What you have to do: I would like every record below transcribed exactly as it is.
○ ○ ○ ○ ○
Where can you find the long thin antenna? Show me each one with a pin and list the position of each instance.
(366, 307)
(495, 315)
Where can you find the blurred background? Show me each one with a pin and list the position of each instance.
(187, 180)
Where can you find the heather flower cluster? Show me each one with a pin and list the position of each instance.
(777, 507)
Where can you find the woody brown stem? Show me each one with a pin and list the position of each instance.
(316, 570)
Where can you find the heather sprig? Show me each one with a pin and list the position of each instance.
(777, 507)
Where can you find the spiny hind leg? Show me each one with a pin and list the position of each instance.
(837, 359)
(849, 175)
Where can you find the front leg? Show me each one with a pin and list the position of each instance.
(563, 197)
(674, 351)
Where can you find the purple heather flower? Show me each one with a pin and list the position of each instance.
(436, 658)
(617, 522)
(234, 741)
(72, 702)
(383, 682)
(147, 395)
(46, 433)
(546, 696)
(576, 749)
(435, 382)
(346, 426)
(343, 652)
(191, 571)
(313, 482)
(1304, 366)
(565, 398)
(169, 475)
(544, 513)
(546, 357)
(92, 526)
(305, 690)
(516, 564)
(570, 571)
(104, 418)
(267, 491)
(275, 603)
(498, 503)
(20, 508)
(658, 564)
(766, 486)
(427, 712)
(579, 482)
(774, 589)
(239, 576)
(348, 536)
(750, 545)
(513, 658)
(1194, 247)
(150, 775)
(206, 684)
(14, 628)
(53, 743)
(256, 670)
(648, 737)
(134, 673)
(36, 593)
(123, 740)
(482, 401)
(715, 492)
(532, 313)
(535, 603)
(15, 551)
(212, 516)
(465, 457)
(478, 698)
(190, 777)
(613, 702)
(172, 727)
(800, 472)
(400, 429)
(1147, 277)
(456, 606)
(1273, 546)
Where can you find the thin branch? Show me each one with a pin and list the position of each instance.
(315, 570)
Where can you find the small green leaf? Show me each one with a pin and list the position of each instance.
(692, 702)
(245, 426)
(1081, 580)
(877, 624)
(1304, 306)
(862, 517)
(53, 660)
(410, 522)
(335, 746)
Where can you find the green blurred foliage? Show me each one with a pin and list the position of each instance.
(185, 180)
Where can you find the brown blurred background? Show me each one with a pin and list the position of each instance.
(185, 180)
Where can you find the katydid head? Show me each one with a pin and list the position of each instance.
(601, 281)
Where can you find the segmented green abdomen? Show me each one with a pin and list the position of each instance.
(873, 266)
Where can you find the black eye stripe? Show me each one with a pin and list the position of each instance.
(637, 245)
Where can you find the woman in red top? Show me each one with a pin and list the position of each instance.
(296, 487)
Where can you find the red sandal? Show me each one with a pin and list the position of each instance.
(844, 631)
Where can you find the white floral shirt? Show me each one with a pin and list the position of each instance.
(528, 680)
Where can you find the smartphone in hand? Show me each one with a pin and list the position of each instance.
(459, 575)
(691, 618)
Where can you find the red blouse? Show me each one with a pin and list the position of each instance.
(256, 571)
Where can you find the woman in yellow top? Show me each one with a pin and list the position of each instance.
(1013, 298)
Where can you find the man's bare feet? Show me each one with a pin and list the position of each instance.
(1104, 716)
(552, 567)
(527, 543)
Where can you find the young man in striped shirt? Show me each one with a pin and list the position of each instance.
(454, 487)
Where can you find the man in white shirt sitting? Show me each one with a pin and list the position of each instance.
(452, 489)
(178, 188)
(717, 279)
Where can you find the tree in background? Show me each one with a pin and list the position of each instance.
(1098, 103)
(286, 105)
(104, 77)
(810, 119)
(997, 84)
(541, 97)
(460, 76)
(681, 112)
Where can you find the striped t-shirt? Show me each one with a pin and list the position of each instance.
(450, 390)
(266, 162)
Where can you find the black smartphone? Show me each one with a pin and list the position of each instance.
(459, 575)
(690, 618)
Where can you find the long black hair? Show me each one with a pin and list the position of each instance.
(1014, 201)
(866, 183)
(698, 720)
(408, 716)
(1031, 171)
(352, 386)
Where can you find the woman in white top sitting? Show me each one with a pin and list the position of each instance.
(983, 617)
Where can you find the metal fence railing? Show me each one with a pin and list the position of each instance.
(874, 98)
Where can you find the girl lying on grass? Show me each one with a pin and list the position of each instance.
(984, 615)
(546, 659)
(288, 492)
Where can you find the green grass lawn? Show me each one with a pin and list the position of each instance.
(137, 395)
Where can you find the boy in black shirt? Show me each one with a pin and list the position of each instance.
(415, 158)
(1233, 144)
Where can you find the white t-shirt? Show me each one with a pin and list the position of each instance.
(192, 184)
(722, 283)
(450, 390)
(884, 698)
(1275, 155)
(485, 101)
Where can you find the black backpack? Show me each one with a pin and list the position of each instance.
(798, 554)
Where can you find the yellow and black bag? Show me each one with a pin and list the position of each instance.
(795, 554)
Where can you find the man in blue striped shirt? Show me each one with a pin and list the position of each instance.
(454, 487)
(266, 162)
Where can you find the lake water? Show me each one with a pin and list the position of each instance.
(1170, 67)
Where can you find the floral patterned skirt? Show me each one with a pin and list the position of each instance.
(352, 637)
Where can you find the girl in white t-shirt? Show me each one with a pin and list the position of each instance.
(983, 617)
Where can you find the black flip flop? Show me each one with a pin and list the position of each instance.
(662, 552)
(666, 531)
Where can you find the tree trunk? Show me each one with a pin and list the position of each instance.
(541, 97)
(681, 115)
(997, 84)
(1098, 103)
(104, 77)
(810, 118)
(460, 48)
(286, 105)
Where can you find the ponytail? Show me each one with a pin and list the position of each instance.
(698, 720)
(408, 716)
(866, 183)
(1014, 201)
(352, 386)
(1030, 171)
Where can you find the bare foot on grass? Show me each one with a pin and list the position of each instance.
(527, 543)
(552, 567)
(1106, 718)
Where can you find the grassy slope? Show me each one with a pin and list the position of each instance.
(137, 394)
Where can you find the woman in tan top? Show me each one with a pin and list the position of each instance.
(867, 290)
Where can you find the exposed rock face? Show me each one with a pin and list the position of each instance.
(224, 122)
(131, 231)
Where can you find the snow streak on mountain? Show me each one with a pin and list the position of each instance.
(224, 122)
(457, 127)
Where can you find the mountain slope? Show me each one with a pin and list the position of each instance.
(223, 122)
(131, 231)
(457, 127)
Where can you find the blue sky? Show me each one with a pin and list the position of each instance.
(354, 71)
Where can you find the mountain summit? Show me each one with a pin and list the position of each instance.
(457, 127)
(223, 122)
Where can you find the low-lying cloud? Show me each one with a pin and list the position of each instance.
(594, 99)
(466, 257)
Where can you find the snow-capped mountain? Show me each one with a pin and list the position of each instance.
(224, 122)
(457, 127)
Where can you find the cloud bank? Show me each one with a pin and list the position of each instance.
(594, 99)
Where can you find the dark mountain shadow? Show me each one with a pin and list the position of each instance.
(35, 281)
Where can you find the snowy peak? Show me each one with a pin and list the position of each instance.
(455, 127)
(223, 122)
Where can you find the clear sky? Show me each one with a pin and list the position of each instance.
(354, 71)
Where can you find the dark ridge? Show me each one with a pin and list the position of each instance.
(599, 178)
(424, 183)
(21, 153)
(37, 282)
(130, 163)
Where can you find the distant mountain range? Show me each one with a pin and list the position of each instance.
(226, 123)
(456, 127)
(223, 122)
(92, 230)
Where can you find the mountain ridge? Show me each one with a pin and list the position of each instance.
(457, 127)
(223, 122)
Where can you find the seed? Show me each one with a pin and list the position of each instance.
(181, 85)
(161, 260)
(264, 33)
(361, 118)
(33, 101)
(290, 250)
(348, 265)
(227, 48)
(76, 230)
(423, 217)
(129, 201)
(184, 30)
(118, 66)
○ ○ ○ ○ ○
Output of the exercise:
Where can you find the long thin antenna? Show me each one with a pin and list the position of each instance.
(366, 307)
(495, 315)
Where can you find the blurred background? Show me each one with a pin and list the position of each instance.
(187, 180)
Where can you find the heather flower cluster? Show me each one with a pin and list the position of each instance.
(777, 507)
Where can you find the woody brown stem? Show me each one with a pin and list the position of each instance.
(316, 570)
Where can you find the heather sprig? Show me each one with a pin and list the position of each instance.
(777, 507)
Where can you find the spiny hind leg? Show me each one with a pin and list the position of each instance.
(837, 359)
(849, 175)
Where can you find the front leg? Show me each one with a pin and list the position of each instance.
(563, 197)
(674, 351)
Where can you find the purple heather flower? Show me each one with a pin and list the position of each instance.
(436, 658)
(617, 522)
(234, 741)
(72, 702)
(383, 682)
(147, 395)
(46, 433)
(546, 696)
(576, 749)
(435, 382)
(346, 426)
(343, 652)
(191, 571)
(313, 482)
(1304, 366)
(565, 398)
(169, 475)
(544, 513)
(546, 357)
(92, 526)
(305, 690)
(516, 564)
(570, 571)
(104, 418)
(267, 491)
(275, 603)
(498, 503)
(20, 508)
(658, 564)
(766, 486)
(427, 712)
(579, 482)
(774, 589)
(239, 576)
(348, 536)
(750, 545)
(513, 658)
(1194, 247)
(150, 775)
(206, 684)
(14, 628)
(53, 743)
(256, 670)
(648, 737)
(134, 673)
(36, 593)
(123, 740)
(482, 401)
(715, 492)
(532, 313)
(535, 603)
(15, 551)
(212, 516)
(465, 457)
(478, 698)
(190, 777)
(613, 702)
(172, 727)
(800, 472)
(400, 429)
(1147, 277)
(456, 606)
(1273, 546)
Where can you find the thin branch? Show me each one with a pin and list the position of each instance.
(315, 570)
Where can you find the small green leaf? Show me each one with a pin and list the position of each instance.
(692, 702)
(245, 426)
(1081, 580)
(877, 624)
(1304, 306)
(862, 517)
(53, 660)
(410, 522)
(335, 746)
Where can you find the green blurred foliage? Show me each one with a pin and list the position of each instance.
(185, 180)
Where can you find the brown blurred background? Show me each one with a pin and list the position of each instance.
(185, 180)
Where can you find the katydid head? Show me each one with a pin and list the position of each instance.
(601, 281)
Where can you find the segmented green abdomen? Show me each one with a pin and list the position of each instance.
(873, 266)
Where can you find the black eye stripe? Show me each one with a pin and list the position of each instance.
(637, 245)
Where can you find the woman in red top? Show me each one with a pin and list the position of each instance.
(296, 487)
Where can you find the red sandal? Show me each one with a pin and list the position of each instance.
(844, 631)
Where can you find the white floral shirt? Show me each one with a pin and list the position of each instance.
(528, 680)
Where can you find the smartphone in hand? Show me each one with a pin and list the position of each instance.
(459, 575)
(691, 618)
Where can you find the red blouse? Show me each one with a pin and list the position of each instance.
(256, 571)
Where can you find the woman in yellow top? Show me each one with a pin and list the position of each instance.
(1013, 298)
Where can you find the man's bare feet? Show me each one with a pin and list the position of each instance.
(1104, 716)
(552, 567)
(527, 543)
Where can you find the young man in striped shirt? Show me each one with a pin and list the position of each instance.
(454, 487)
Where can you find the man in white shirt sitting? Show me each one with a pin and list the position of each instance.
(452, 489)
(178, 188)
(717, 279)
Where can you find the tree in background? Show me each one with a pin and list the position of each instance.
(1098, 103)
(286, 105)
(104, 77)
(810, 119)
(997, 84)
(541, 97)
(460, 76)
(681, 112)
Where can you find the striped t-shirt? Show me each one with a pin and list the position of each instance.
(450, 390)
(266, 162)
Where can you find the black smartphone? Show me each one with a pin and list the position of each instance.
(459, 575)
(690, 618)
Where can you find the long black hair? Show me each one with a pin and list the position of each instance.
(1014, 201)
(866, 183)
(698, 720)
(408, 716)
(1031, 171)
(352, 386)
Where can you find the woman in white top sitting? Show me each one with a pin and list the position of each instance.
(983, 617)
Where can you find the metal fence railing? Show me each one with a pin and list the position of each instance.
(874, 98)
Where can you find the girl lying on grass? Show me each one with a pin and list the position of each instance.
(984, 615)
(546, 659)
(288, 492)
Where can you find the green grass lawn? Show me each one with a pin and list the position of each instance.
(137, 395)
Where can you find the boy in black shirt? Show me each one with a pin and list the position of each instance.
(415, 158)
(1233, 144)
Where can you find the white t-shirt? Show me each one with a pin and list the position of each instance.
(192, 184)
(722, 283)
(450, 390)
(884, 698)
(1275, 155)
(485, 101)
Where can you find the black backpack? Show me each one with a pin and list the position of each instance.
(798, 554)
Where can you find the yellow and black bag? Show me each one with a pin and list the position of each instance.
(795, 554)
Where can you find the man in blue striped shirt? Show me each one with a pin and list the position of each instance.
(454, 487)
(266, 162)
Where can you find the lake water? Show me each one with a pin and list the position of each instance.
(1170, 67)
Where can you find the floral patterned skirt? Show me each one with a pin and list the position of each instance.
(352, 637)
Where can you find the girl in white t-shirt? Show me each one with a pin and list the position of each instance.
(983, 617)
Where can you find the black flip flop? Show me each one with a pin and list the position of each instance.
(662, 552)
(666, 531)
Where can you find the tree trunk? Show me each one with a pin and list the position of each instance.
(541, 97)
(681, 115)
(997, 84)
(1098, 103)
(104, 77)
(810, 118)
(460, 48)
(286, 105)
Where can you find the ponytail? Show me each one with a pin and list the position of each instance.
(698, 720)
(408, 716)
(866, 183)
(1014, 201)
(352, 386)
(1030, 171)
Where can you find the bare foot on grass? Show me each one with a pin and list the position of each instance.
(527, 543)
(552, 567)
(1106, 718)
Where can you find the grassy slope? Show me each one with a pin and list the position of each instance.
(137, 394)
Where can you find the woman in tan top? Show me each one with a pin and list the position of each instance.
(867, 290)
Where can you find the exposed rock face? Show me each one with a pin and list the position of each instance.
(224, 122)
(131, 231)
Where can you find the snow streak on mountain? Show me each one with a pin and list the position of each instance.
(224, 122)
(457, 127)
Where can you find the mountain slope? Show me each one with a pin and list the position of each instance.
(223, 122)
(131, 231)
(457, 127)
Where can you find the blue sky? Show me each one with a pin and list the position of each instance.
(354, 71)
Where can you find the mountain summit? Show me each one with a pin and list the position of each instance.
(457, 127)
(223, 122)
Where can you find the low-lying cloud? Show me each one with a pin and list the position of each instance.
(594, 99)
(466, 257)
Where can you find the snow-capped mountain? Show me each one with a pin and list the position of each instance.
(224, 122)
(457, 127)
Where can you find the cloud bank? Show me each one with a pin and list the position of each instance.
(594, 99)
Where can you find the dark mountain shadow? Show me each one with a pin and list the position of each instance.
(35, 281)
Where can you find the snowy peak? Show me each one with a pin and list the position of each instance.
(455, 127)
(223, 122)
Where can you find the clear sky? Show me each one with a pin and list the position of each instance.
(354, 71)
Where can you find the dark ridge? Show me each one with a pin and list the position of each instance.
(599, 178)
(424, 183)
(21, 153)
(37, 282)
(130, 163)
Where can you find the distant mountain range? Show me each one with a pin and list the position of each instance.
(226, 123)
(456, 127)
(223, 122)
(92, 230)
Where can you find the mountain ridge? Show me each one with a pin and list the position of each instance.
(457, 127)
(223, 122)
Where can you find the seed? Show me each one with a pin and list the position of each instance.
(181, 85)
(161, 260)
(264, 33)
(361, 118)
(33, 101)
(290, 250)
(348, 265)
(227, 48)
(76, 230)
(423, 217)
(129, 201)
(184, 30)
(118, 66)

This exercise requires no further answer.